Required work
Collect each line of the entries that holds the string "sample".

Given data

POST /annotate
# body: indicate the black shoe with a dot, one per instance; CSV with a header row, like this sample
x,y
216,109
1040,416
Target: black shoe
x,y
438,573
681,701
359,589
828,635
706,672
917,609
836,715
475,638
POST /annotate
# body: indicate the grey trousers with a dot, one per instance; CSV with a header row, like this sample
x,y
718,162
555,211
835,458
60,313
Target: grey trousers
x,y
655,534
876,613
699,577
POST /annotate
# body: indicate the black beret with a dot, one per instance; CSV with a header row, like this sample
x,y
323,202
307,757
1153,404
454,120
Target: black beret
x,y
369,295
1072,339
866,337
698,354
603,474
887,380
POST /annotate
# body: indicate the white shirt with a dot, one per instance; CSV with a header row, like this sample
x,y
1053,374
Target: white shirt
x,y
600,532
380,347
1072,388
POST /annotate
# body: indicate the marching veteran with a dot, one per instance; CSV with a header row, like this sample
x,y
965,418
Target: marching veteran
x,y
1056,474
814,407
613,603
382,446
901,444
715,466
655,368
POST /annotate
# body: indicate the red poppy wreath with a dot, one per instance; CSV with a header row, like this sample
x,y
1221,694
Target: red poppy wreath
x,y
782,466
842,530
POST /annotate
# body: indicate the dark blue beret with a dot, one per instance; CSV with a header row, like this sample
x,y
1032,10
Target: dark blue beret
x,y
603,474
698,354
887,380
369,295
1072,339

Task result
# body: indicate the black shoe with a dot, one per instance; CSV with a header row, like this sample
# body: indicate the grey trousers with a dot, one per instance; CSV with a header row, like this sample
# body: indicate the black beret with a dot, one per instance; CSV with a header row, like this sample
# body: indicate the white shirt with a dot, one per instance; CSV with a header row, like this sample
# body: indicate the marching veteran with a dot, one per instance; CSV with a header row, like this sample
# body: indicate the red poppy wreath with a dot, one per instance; CSV with a header row, like this sample
# body: indicate the dark blue beret with a dot, one per instance; CSV with a header row, like this sample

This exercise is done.